Tally how many lines in the entries below contain the string "brown". Reply with that number alone.
-------- DATA LISTING --------
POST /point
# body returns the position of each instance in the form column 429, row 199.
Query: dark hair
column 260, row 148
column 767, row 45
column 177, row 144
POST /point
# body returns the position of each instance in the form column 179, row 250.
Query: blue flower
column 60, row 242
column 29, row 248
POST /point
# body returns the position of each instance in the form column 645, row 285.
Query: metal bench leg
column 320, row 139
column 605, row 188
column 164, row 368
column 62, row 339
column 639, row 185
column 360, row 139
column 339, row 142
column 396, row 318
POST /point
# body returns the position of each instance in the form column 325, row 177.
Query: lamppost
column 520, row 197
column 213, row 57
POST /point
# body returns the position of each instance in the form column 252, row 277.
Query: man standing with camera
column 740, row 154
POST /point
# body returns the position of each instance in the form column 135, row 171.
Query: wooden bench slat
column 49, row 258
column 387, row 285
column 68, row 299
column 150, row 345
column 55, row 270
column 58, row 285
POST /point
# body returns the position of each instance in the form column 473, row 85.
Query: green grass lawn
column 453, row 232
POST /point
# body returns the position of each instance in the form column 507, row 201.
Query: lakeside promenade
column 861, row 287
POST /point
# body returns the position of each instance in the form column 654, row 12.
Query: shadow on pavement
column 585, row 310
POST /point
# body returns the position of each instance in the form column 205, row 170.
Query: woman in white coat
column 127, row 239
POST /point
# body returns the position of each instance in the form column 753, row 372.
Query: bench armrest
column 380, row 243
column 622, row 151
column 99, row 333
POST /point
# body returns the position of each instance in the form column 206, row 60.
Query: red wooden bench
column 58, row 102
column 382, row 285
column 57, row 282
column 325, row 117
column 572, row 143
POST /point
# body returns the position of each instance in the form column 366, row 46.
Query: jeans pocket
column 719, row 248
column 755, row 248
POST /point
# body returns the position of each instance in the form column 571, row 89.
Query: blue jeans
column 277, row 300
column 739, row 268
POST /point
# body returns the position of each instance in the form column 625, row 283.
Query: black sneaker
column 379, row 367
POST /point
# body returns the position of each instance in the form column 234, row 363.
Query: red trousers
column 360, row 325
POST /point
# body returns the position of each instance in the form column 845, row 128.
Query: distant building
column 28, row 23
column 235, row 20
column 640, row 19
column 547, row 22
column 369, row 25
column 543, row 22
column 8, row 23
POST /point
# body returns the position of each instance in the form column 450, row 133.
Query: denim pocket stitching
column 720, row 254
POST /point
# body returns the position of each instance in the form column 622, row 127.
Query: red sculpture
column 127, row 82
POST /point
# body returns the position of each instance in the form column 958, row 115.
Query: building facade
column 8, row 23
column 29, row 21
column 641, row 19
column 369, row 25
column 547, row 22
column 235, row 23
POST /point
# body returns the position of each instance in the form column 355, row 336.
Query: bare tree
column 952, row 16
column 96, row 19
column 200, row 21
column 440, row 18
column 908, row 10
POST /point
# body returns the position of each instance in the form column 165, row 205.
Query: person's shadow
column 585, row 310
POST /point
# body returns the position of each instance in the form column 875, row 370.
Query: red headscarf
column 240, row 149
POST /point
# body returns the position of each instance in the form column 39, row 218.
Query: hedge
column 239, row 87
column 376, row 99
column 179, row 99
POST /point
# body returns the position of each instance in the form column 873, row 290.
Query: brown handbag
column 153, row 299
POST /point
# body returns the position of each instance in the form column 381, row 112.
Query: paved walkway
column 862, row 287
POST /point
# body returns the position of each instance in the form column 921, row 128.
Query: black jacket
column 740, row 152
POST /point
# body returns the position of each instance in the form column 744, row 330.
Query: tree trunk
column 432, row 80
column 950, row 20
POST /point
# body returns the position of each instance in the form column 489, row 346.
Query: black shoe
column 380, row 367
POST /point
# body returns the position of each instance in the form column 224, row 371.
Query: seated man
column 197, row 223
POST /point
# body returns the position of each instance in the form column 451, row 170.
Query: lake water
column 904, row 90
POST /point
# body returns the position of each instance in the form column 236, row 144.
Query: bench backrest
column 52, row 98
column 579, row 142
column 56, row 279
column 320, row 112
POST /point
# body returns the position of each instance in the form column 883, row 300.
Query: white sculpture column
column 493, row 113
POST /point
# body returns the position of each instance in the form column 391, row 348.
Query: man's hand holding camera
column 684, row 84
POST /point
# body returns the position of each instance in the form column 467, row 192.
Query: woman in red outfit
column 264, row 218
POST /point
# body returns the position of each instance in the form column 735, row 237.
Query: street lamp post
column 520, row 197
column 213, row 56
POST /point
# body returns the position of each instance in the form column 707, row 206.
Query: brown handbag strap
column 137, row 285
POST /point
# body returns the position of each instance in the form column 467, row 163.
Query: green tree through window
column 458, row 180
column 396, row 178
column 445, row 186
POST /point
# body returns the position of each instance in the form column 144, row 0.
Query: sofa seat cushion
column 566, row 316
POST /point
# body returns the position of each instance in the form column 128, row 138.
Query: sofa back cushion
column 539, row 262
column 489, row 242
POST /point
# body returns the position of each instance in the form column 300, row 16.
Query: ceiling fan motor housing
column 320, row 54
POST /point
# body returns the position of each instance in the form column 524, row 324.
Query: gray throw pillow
--------
SOLUTION: 2